Start of DATA PROVIDED

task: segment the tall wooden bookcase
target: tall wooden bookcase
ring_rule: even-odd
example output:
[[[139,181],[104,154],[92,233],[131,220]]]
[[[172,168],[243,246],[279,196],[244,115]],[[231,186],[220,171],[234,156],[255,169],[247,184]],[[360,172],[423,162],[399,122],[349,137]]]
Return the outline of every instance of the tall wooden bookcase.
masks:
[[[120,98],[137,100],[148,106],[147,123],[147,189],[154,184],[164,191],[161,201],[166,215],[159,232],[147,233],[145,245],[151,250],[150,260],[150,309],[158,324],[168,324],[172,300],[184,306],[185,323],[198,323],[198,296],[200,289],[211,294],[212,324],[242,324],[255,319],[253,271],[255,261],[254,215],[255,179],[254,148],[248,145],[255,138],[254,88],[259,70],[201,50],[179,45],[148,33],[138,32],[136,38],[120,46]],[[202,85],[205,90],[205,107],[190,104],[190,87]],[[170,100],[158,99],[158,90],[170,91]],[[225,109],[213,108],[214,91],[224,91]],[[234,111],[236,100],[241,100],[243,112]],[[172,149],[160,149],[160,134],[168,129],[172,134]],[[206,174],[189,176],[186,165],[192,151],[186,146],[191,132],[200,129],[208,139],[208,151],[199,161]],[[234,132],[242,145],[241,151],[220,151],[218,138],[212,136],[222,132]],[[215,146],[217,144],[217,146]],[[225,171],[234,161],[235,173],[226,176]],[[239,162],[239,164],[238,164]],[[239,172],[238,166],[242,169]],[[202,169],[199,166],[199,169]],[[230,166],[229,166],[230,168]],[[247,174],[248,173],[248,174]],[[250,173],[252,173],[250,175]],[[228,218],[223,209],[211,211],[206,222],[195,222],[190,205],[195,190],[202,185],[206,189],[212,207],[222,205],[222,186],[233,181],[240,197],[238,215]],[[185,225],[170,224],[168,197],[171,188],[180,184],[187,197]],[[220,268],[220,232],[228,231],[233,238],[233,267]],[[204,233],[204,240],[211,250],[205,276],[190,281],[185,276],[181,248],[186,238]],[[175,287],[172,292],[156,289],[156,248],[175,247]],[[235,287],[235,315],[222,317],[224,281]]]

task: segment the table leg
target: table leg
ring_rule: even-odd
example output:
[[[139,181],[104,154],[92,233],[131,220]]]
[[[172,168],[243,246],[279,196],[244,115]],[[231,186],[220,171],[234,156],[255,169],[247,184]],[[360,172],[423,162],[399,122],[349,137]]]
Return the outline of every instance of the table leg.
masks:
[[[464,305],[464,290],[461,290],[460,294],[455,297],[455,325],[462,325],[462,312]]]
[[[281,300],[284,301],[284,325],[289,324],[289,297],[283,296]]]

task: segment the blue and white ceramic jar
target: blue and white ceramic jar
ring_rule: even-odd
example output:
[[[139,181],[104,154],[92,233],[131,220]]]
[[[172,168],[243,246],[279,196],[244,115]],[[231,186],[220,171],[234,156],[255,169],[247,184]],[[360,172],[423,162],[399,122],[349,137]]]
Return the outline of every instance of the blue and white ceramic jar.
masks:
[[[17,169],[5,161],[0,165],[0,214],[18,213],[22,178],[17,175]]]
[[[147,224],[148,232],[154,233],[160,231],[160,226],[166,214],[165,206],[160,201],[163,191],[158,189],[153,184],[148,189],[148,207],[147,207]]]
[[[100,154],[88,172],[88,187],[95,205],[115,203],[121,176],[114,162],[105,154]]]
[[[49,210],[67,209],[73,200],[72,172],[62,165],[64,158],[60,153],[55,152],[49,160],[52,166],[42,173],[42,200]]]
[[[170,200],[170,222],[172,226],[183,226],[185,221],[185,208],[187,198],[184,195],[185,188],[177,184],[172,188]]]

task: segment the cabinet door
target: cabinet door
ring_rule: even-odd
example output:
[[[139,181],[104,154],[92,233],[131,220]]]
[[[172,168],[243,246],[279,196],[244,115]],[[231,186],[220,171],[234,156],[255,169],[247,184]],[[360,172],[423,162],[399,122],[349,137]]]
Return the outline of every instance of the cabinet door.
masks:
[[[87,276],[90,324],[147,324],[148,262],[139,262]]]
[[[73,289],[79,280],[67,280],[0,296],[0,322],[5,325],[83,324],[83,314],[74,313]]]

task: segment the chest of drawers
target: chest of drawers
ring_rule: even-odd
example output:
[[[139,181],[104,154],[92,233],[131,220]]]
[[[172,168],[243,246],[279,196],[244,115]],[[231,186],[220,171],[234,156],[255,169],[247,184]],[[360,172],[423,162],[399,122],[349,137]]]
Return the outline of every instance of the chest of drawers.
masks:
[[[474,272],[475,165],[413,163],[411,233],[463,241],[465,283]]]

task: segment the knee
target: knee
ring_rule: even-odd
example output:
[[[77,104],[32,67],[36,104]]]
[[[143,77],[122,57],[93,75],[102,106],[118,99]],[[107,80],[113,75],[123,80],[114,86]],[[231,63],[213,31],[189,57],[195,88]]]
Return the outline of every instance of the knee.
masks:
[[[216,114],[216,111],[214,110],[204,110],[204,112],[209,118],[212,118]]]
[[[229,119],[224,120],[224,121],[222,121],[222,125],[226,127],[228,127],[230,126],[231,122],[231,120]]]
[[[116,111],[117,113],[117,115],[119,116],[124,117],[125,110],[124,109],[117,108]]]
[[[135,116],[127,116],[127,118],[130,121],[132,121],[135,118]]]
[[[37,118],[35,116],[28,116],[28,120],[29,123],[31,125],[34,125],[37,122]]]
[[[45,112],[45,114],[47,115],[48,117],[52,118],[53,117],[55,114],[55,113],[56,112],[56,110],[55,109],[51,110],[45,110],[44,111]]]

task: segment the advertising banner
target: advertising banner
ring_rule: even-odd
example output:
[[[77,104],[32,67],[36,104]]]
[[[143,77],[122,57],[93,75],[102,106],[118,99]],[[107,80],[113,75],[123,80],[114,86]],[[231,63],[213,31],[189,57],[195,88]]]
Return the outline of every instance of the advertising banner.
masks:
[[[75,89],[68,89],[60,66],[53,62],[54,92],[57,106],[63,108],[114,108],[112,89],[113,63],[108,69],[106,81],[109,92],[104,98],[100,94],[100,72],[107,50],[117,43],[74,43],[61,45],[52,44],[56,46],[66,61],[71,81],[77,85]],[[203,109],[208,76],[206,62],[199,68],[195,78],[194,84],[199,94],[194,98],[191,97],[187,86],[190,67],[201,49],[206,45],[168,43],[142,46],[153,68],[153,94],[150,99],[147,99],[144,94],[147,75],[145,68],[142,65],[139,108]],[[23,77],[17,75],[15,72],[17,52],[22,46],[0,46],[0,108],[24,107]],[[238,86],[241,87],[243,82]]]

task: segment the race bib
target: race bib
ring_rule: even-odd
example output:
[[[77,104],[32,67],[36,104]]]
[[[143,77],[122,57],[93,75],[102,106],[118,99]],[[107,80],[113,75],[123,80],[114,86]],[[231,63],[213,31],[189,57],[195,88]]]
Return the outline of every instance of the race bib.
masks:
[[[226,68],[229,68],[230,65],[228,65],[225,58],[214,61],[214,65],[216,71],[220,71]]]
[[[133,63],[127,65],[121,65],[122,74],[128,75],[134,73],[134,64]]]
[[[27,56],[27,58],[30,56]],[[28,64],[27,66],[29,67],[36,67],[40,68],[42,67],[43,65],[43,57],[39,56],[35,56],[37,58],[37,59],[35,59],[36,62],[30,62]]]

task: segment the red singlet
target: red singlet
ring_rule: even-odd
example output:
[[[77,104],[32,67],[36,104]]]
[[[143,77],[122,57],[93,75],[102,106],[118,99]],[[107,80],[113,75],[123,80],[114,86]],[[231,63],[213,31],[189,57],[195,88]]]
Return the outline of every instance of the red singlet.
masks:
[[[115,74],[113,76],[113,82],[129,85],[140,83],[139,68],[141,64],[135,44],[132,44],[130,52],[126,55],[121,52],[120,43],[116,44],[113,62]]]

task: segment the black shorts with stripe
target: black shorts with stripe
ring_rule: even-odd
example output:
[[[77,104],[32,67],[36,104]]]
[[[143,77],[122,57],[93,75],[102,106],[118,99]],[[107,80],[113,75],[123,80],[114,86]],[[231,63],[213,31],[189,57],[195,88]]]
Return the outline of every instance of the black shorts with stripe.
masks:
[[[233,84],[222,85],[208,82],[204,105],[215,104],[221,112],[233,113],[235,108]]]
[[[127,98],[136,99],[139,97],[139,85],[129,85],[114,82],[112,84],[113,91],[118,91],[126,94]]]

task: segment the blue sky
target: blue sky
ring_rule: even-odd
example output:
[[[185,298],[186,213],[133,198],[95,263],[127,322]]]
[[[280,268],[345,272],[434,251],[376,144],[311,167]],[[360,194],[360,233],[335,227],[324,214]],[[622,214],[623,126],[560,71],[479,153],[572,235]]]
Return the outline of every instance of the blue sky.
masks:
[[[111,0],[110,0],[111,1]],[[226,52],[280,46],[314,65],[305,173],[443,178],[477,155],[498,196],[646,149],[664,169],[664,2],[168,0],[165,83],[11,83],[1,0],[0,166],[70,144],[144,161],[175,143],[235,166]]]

End of DATA PROVIDED

> _EXERCISE REQUIREMENTS_:
Write the lines out exactly, from the one with "task: segment the blue sky" down to the last line of the listing, and leave out all others.

> _WORKED ANSWER_:
task: segment the blue sky
target: blue sky
ring_rule: even-odd
example output:
[[[185,298],[186,213],[133,198],[95,263],[127,322]]]
[[[280,268],[345,272],[434,251],[376,144],[311,167]],[[360,194],[360,233],[335,227],[324,214]],[[622,214],[623,126],[560,71],[479,153],[572,235]]]
Return the outline of every instance of the blue sky.
masks:
[[[111,0],[110,0],[111,1]],[[226,52],[280,46],[314,65],[305,173],[443,178],[477,155],[498,196],[646,149],[664,169],[664,2],[168,0],[165,83],[11,83],[1,0],[0,166],[70,144],[144,161],[175,143],[235,166]]]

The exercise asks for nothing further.